**Task to carry out**
The listing must be reproduced in full, exactly as it stands.

══════════

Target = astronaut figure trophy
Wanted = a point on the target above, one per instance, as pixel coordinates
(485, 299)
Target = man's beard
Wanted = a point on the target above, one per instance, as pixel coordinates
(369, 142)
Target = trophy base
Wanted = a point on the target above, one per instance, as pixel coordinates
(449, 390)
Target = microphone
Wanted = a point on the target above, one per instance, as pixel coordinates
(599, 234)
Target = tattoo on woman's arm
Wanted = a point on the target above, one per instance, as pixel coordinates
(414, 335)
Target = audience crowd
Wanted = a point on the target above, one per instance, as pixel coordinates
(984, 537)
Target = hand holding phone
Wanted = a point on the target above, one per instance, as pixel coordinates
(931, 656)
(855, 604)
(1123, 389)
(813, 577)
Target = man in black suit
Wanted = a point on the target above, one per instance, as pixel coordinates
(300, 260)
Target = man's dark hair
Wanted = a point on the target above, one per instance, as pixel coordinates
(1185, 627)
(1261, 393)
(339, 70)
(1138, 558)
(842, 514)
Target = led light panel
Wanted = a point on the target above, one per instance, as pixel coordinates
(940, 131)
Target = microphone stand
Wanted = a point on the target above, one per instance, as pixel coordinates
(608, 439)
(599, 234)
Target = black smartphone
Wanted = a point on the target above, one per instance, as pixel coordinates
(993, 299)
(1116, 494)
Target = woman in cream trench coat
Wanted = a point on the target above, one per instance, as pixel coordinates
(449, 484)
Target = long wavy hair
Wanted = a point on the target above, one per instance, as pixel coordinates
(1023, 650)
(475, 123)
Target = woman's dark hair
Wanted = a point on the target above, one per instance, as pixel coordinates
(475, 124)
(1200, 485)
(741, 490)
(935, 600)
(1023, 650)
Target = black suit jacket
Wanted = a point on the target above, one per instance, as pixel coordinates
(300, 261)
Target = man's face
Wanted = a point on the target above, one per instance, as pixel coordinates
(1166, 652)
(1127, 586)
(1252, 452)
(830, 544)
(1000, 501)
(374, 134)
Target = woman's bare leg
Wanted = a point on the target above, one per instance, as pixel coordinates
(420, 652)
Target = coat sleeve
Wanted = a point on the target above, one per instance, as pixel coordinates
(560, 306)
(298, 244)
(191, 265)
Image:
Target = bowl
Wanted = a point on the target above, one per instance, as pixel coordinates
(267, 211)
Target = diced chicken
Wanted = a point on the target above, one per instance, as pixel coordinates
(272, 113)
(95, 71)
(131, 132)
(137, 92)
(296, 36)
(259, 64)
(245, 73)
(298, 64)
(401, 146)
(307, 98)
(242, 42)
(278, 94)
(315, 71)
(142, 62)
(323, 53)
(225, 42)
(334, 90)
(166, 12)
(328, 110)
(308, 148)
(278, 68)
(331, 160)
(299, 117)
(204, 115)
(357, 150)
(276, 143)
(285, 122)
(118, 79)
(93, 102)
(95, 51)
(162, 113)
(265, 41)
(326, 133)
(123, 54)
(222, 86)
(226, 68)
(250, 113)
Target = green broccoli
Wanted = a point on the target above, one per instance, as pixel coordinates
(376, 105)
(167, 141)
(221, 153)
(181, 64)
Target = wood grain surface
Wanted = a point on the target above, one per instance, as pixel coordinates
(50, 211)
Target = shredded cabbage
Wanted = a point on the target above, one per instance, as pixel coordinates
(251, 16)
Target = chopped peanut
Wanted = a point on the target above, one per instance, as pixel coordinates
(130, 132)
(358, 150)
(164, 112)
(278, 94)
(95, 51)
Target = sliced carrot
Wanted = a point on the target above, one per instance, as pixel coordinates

══════════

**Response to this exercise**
Target = astronaut figure trophy
Wanted = a point on the target above, one per instance, as pixel coordinates
(485, 299)
Target = man's beard
Wanted = a point on the target above, one per instance, as pixel coordinates
(369, 142)
Target = trophy base
Wanted = a point on the target above, one per instance, as pixel coordinates
(449, 390)
Target = microphone
Wanted = a point on the target above, one per instance, as pixel coordinates
(599, 234)
Target = tattoo on woman's arm
Wanted = a point on the target above, one per instance, as pixel coordinates
(414, 335)
Target = audience crowd
Wanted = a point on the target above, one per instance, as pixel coordinates
(984, 537)
Target = hand holding phone
Wanted = a point on the target above, one per instance, as pixel coordinates
(931, 656)
(855, 604)
(1123, 389)
(813, 577)
Target = man in black suit
Wanted = a point on the target above, one per instance, as pixel coordinates
(300, 260)
Target = man's dark hair
Wanted = a point on the target above, one per instance, as pixel coordinates
(1185, 627)
(1261, 393)
(339, 70)
(1138, 558)
(842, 514)
Target = led light panel
Wanted = a point on the target above, one per instance, as pixel coordinates
(940, 131)
Target = microphone stand
Wanted = a point on the target above, one per instance, as pixel coordinates
(608, 439)
(599, 234)
Target = black smartphone
Wanted = a point on the target above, one per instance, as pixel coordinates
(993, 299)
(1116, 494)
Target = woman in cream trench coat
Wanted = a point on the target above, one per instance, as pixel coordinates
(449, 484)
Target = long wavy hair
Wanted = a point on the target above, one per instance, as pixel coordinates
(1023, 650)
(475, 123)
Target = woman's dark hair
Wanted = a point on the target above, one per instance, as pixel coordinates
(475, 124)
(1200, 485)
(741, 490)
(935, 600)
(1023, 650)
Target = black suit jacket
Wanted = a point on the target above, one per instance, as pixel coordinates
(300, 261)
Target = man's face
Wanted = a point on the target above, one per instance, as pixel coordinates
(1166, 652)
(1127, 586)
(1252, 452)
(830, 544)
(1000, 501)
(374, 134)
Target = woman's bare leg
Wanted = a point on the target above, one per instance, as pixel coordinates
(420, 652)
Target = coat sleeve
Wanted = a point on the target above, one per instance, as pixel coordinates
(560, 306)
(298, 244)
(191, 265)
Image:
Target = bowl
Wanted = a point on the target above, one per instance, as pixel coordinates
(267, 211)
Target = diced chicken
Wanted = a point on the target above, one per instance, as pixel coordinates
(272, 113)
(95, 71)
(131, 132)
(137, 92)
(296, 36)
(259, 64)
(245, 73)
(298, 64)
(401, 146)
(307, 98)
(242, 42)
(278, 94)
(315, 71)
(142, 62)
(323, 53)
(225, 42)
(334, 90)
(166, 12)
(328, 110)
(308, 148)
(278, 68)
(331, 160)
(299, 117)
(204, 115)
(357, 150)
(276, 143)
(285, 122)
(118, 79)
(93, 102)
(95, 51)
(162, 113)
(265, 41)
(326, 133)
(123, 54)
(222, 86)
(226, 68)
(250, 113)
Target = green broccoli
Wanted = a point on the target above, one per instance, as pixel coordinates
(376, 105)
(167, 141)
(221, 153)
(181, 64)
Target = wood grain surface
Wanted = a point on the target above, one per instance, as pixel coordinates
(50, 211)
Target = shredded cabbage
Wanted = a point on the target above, one per instance, as pixel coordinates
(251, 16)
Target = chopped peanut
Wanted = a point on the target above, one per instance, as pixel coordinates
(130, 132)
(358, 150)
(164, 112)
(278, 94)
(95, 51)
Target = sliced carrot
Wanted = a point on the target above, one per instance, as pixel coordinates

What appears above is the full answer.